PROBLEM A:
Update the Neville Chesters biography below by writing out the part that opens with the words containing "Neville Chesters (born" and closes with "25 June 1945.", replacing "road manager" with "tour manager".

DOCUMENT EXTRACT:
Neville Chesters (born 25 June 1945) is a former rock music manager and road manager who has worked with The Jimi Hendrix Experience, The Who, Cream, Emerson, Lake & Palmer, Bee Gees, The Merseybeats, Stray Dog and numerous other bands.

Early years
Neville Chesters was born in Keighley, Yorkshire, England on 25 June 1945.

He initially studied animal husbandry at Askham Bryan College, ultimately completing 
Stage 1 and Stage 2 degrees in that field.

1960s
Moving to Liverpool in 1963, he became road manager for The Merseybeats from 1963 through 1964.

After relocating to London in 1964, he then became road manager for The Who between 1965 and 1966.

In 1967, he was assistant to Robert Stigwood which involved working for the bands Cream and The Bee Gees.

DATA TO PROCESS:
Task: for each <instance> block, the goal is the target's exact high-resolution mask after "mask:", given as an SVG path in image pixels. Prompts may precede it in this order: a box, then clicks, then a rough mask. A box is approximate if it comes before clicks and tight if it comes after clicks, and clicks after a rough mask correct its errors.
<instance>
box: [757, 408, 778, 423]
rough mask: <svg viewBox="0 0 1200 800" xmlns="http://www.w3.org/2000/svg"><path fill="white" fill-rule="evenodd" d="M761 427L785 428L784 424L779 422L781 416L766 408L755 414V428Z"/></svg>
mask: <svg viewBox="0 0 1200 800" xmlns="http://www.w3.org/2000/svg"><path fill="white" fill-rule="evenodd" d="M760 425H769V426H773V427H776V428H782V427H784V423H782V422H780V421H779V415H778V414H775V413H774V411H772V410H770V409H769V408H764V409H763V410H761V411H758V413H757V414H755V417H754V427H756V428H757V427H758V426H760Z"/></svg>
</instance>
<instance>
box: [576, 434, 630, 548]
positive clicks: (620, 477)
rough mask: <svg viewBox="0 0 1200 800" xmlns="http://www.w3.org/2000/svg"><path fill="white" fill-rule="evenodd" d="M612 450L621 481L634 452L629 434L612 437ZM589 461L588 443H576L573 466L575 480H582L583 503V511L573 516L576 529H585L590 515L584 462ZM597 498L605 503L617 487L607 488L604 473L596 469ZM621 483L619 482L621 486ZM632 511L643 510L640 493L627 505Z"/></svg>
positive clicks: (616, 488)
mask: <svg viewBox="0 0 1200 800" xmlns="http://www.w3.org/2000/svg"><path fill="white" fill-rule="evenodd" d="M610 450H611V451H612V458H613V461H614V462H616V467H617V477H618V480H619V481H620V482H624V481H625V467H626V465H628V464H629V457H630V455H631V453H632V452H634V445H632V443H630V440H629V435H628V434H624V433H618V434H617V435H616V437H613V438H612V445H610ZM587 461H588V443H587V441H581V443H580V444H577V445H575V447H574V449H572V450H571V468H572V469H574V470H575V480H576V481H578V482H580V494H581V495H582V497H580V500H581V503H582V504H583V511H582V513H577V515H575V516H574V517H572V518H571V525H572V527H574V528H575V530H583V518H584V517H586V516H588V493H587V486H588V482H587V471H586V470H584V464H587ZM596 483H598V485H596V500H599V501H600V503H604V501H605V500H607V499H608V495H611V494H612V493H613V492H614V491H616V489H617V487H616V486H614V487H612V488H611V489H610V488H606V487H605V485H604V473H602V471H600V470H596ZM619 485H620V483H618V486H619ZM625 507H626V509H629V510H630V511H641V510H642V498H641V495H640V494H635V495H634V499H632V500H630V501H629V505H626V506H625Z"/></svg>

PROBLEM B:
Retype the records from their first line through the line containing "427L785 428L784 424L779", both lines included.

ANSWER SPACE A:
Neville Chesters (born 25 June 1945) is a former rock music manager and tour manager who has worked with The Jimi Hendrix Experience, The Who, Cream, Emerson, Lake & Palmer, Bee Gees, The Merseybeats, Stray Dog and numerous other bands.

Early years
Neville Chesters was born in Keighley, Yorkshire, England on 25 June 1945.

ANSWER SPACE B:
Task: for each <instance> block, the goal is the target's exact high-resolution mask after "mask:", given as an SVG path in image pixels. Prompts may precede it in this order: a box, then clicks, then a rough mask. A box is approximate if it comes before clicks and tight if it comes after clicks, and clicks after a rough mask correct its errors.
<instance>
box: [757, 408, 778, 423]
rough mask: <svg viewBox="0 0 1200 800" xmlns="http://www.w3.org/2000/svg"><path fill="white" fill-rule="evenodd" d="M761 427L785 428L784 424L779 422L781 416L766 408L755 414V428Z"/></svg>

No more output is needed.